▶ INSTRUCTIONS TO FOLLOW
If a line in the entries below contains the word "wing", it counts; report how many such lines there are, and only that number.

[Dataset entries]
━━━━━━━━━━━━━━━━━━━━

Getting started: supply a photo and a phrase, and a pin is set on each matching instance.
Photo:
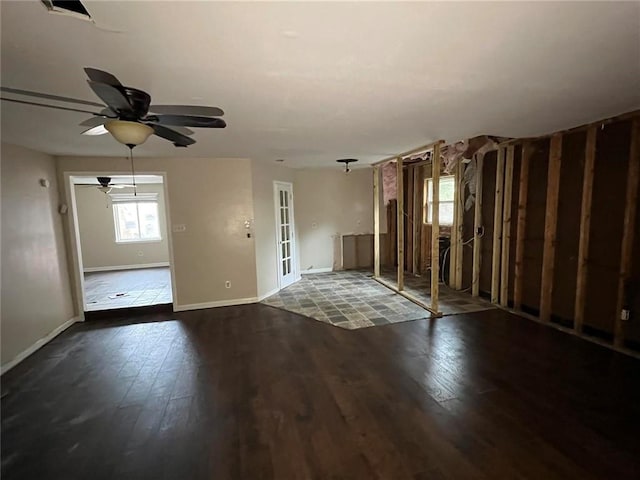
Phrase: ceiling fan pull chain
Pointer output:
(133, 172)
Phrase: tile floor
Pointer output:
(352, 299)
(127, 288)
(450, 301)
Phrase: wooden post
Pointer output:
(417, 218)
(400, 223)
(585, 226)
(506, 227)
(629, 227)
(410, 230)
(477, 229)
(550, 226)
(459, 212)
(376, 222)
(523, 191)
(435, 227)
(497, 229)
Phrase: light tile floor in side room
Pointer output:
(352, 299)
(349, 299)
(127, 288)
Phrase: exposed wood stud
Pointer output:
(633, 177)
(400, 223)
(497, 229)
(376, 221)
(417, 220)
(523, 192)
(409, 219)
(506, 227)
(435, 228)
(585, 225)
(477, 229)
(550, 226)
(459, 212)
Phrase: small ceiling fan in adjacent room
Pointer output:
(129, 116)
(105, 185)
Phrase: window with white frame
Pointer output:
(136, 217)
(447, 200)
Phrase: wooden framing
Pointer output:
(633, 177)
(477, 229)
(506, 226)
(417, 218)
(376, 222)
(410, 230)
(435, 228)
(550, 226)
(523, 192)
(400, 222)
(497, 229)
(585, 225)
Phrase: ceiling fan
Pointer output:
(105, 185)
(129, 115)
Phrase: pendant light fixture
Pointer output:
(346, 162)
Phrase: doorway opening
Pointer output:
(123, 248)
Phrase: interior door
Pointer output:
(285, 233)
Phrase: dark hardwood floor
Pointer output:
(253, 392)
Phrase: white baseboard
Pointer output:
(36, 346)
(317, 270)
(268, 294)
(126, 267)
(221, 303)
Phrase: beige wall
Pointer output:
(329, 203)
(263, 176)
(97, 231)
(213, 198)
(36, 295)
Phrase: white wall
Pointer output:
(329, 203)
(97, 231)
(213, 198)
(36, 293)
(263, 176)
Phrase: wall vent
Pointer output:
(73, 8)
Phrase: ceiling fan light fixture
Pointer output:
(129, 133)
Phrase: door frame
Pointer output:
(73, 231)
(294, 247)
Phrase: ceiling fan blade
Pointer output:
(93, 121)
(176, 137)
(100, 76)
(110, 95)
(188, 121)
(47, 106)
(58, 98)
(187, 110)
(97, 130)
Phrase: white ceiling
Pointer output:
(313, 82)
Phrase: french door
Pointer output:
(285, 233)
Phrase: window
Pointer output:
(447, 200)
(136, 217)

━━━━━━━━━━━━━━━━━━━━

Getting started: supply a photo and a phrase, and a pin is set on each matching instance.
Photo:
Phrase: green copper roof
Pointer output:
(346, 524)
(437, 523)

━━━━━━━━━━━━━━━━━━━━

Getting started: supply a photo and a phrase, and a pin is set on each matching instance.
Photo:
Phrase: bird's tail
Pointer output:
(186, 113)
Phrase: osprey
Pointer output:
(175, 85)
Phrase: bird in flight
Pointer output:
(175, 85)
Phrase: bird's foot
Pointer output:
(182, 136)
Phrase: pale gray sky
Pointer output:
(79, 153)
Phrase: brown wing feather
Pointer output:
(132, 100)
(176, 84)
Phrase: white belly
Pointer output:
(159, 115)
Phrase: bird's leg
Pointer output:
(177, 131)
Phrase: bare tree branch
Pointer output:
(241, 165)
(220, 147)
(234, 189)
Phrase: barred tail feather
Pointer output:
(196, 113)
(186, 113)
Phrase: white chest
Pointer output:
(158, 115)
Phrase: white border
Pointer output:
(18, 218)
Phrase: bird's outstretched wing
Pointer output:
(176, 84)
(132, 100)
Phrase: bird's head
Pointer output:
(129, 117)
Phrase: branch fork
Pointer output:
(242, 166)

━━━━━━━━━━━━━━━━━━━━

▶ YOUR RESPONSE
2